- _GIVEN REQUEST_: Starting at the line with "Practice step: locate the long" in it, reproduce each line below through the last one, exactly, and include nothing else.

(Rows from a pointing dataset)

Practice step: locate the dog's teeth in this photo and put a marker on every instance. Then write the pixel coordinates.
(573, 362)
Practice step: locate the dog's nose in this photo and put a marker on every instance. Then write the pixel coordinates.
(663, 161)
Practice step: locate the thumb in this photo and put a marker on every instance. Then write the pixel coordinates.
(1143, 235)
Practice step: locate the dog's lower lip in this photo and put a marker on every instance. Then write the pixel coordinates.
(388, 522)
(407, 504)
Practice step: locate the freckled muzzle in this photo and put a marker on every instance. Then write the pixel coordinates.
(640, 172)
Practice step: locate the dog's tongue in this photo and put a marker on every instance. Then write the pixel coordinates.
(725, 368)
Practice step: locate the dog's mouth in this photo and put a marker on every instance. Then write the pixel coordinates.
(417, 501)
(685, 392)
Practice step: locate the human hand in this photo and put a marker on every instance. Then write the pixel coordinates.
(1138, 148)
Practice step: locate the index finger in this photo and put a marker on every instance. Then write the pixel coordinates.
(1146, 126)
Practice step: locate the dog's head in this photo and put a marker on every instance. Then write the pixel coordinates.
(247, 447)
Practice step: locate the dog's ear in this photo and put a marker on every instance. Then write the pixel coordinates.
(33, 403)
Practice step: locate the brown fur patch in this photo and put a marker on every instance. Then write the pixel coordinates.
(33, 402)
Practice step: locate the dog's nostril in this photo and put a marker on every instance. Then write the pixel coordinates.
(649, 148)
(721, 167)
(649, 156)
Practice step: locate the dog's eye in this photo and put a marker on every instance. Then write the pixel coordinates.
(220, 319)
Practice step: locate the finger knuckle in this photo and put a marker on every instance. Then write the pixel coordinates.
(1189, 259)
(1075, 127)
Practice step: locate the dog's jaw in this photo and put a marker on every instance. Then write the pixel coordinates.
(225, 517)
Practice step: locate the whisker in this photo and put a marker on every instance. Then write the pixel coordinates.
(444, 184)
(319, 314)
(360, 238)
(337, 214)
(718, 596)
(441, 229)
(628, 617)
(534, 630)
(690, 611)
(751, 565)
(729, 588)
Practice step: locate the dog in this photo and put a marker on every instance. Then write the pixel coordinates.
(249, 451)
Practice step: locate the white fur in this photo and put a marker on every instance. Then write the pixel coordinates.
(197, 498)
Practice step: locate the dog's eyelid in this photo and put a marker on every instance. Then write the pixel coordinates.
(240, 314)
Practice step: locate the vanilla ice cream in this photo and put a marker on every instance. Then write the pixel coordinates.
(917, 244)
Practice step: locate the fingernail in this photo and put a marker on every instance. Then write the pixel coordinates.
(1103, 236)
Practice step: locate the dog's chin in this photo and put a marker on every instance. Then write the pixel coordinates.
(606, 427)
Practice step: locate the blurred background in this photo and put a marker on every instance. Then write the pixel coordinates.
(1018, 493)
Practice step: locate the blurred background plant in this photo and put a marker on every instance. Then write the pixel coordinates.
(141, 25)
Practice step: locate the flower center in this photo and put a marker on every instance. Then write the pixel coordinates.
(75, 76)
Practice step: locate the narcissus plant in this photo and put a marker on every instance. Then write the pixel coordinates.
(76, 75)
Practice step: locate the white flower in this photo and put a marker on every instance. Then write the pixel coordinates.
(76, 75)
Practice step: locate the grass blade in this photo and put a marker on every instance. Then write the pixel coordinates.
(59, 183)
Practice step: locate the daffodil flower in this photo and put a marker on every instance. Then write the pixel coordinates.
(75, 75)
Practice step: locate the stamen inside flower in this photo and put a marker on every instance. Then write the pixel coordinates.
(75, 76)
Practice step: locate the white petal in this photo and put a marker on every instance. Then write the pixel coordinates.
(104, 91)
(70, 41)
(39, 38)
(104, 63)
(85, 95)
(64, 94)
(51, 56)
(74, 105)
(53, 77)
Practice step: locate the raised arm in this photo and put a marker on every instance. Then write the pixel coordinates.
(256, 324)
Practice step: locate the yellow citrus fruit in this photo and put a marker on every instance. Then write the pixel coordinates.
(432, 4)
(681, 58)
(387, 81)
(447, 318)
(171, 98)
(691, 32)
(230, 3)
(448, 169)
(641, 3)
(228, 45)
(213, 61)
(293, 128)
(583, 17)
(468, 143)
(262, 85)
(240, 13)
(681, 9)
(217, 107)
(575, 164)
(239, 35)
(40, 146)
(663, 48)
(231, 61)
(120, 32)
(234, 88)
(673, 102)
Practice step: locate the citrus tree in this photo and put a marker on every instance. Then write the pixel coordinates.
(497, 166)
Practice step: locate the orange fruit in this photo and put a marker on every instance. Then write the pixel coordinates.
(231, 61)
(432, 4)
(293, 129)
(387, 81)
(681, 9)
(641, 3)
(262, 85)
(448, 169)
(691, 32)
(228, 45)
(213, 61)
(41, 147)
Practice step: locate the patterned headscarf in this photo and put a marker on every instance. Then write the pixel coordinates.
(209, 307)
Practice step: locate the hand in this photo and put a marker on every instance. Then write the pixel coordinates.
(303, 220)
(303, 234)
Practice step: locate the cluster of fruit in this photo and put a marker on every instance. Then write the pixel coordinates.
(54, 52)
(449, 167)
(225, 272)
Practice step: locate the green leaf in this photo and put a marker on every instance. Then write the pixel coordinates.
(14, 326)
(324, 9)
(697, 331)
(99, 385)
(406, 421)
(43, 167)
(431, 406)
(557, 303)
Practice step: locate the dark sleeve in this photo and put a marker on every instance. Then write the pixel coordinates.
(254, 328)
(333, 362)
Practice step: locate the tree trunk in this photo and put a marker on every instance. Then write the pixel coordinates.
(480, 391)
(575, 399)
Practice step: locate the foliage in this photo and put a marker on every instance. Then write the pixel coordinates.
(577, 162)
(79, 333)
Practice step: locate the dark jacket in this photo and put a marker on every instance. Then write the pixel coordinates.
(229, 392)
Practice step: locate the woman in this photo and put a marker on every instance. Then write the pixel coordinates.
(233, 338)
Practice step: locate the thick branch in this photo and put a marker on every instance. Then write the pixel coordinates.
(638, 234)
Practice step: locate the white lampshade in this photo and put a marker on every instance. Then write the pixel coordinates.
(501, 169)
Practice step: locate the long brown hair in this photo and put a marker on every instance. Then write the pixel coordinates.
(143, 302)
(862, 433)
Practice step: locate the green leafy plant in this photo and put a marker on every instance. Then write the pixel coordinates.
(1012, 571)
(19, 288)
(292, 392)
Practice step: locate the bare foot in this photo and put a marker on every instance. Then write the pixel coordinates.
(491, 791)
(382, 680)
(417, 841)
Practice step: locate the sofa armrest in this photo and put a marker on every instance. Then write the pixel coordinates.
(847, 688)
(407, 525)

- _THE ANSWER_:
Practice step: locate the long brown hair in this photo and put a marker on every instance. Then write the pixel coordinates.
(143, 302)
(862, 433)
Practice step: locate the green leafy plant in this photo and put a marker on every instance. Then write the pixel coordinates.
(1012, 571)
(19, 288)
(292, 392)
Practice step: locate the bare foot in this photo and put a marker on every instance. Then write the pixel coordinates.
(491, 791)
(382, 680)
(417, 841)
Practice step: locate the sofa armrest in this photo and put a marker on every instance. Then write the pixel coordinates.
(847, 688)
(407, 525)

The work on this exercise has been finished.